*TEXT TO READ:*
Examples of Polishing Processes:
EXAMPLE 1
[0262] A tungsten plated substrate with 300 mm diameter was
polished and planarized using the following polishing composition
within a modified cell on a REFLEXION.RTM. system, available from
Applied Materials, Inc., of Santa Clara, Calif. A substrate having
a tungsten layer of about 4,000 .ANG. thick on the substrate
surface was placed onto a carrier head in an apparatus having a
first platen with a first polishing article disposed thereon. A
first polishing composition was supplied to the platen at a rate of
about 200 mL/min, and the first polishing composition
comprising:
[0263] about 2 vol % of sulfuric acid;
[0264] about 0.2 vol % of phosphoric acid;
[0265] about 7 wt. % of potassium hydroxide;
[0266] about 2 wt. % of ammonium citrate;
[0267] a pH between about 8.2 and about 8.6; and
[0268] a water.
[0269] The substrate was contacted with the first polishing article
at a first contact pressure of about 0.3 psi, a first platen
rotational rate of about 15 rpm, a first carrier head rotational
rate of about 15 rpm and a first bias of about 3.5 volts was
applied during the process. The substrate was polished and
examined. The tungsten layer thickness was reduced to about 1,000
.ANG..
[0270] The substrate was transferred to over a second platen having
a second polishing article disposed thereon. A second polishing
composition was supplied to the platen at a rate of about 200
mL/min, and the second polishing composition comprising:
[0271] about 0.5 vol % of sulfuric acid;
[0272] about 1.5 vol % of phosphoric acid;
[0273] about 4 wt. % of ammonium hydroxide;
[0274] about 0.5 wt. % of ammonium citrate;
[0275] about 0.1 wt. % of 70000 molecular weight polyethylene
imine;
[0276] a pH of about 6; and
[0277] water.

[Raw records]
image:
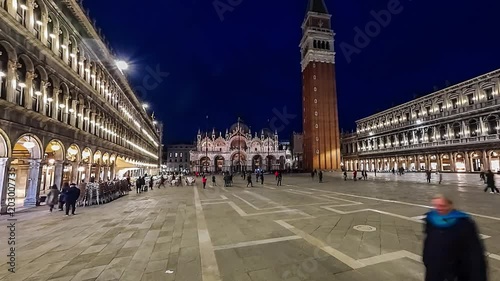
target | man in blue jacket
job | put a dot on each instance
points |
(453, 250)
(71, 197)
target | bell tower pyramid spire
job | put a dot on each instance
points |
(319, 91)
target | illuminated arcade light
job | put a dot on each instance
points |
(122, 65)
(55, 147)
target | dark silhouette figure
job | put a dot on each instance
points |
(72, 195)
(490, 182)
(249, 180)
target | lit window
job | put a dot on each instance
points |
(489, 93)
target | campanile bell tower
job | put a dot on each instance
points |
(319, 93)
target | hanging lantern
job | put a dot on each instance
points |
(29, 144)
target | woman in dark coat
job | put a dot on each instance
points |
(62, 196)
(53, 197)
(452, 248)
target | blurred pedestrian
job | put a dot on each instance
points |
(453, 250)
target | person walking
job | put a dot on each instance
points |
(490, 182)
(453, 249)
(71, 197)
(162, 182)
(53, 197)
(62, 196)
(482, 176)
(249, 180)
(138, 187)
(204, 181)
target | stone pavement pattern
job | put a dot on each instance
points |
(303, 230)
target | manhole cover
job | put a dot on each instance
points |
(364, 228)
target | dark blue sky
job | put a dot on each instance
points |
(248, 63)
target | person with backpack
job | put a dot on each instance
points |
(204, 182)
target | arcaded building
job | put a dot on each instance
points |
(319, 93)
(237, 150)
(67, 113)
(452, 130)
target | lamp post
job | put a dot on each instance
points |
(206, 145)
(269, 168)
(239, 148)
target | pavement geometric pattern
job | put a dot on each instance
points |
(302, 230)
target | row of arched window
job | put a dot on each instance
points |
(31, 87)
(440, 105)
(53, 33)
(324, 45)
(457, 130)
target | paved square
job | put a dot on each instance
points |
(303, 230)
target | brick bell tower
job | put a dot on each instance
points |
(319, 93)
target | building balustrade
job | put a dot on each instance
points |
(421, 146)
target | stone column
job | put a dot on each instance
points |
(467, 162)
(74, 172)
(106, 170)
(28, 90)
(4, 179)
(486, 162)
(30, 17)
(55, 103)
(11, 81)
(58, 173)
(33, 183)
(79, 119)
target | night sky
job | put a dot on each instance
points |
(246, 62)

*CHALLENGE:*
In the polishing text, what bias was applied while the substrate was on the first platen? The records play no part in this work.

*EXPECTED ANSWER:*
About 3.5 volts.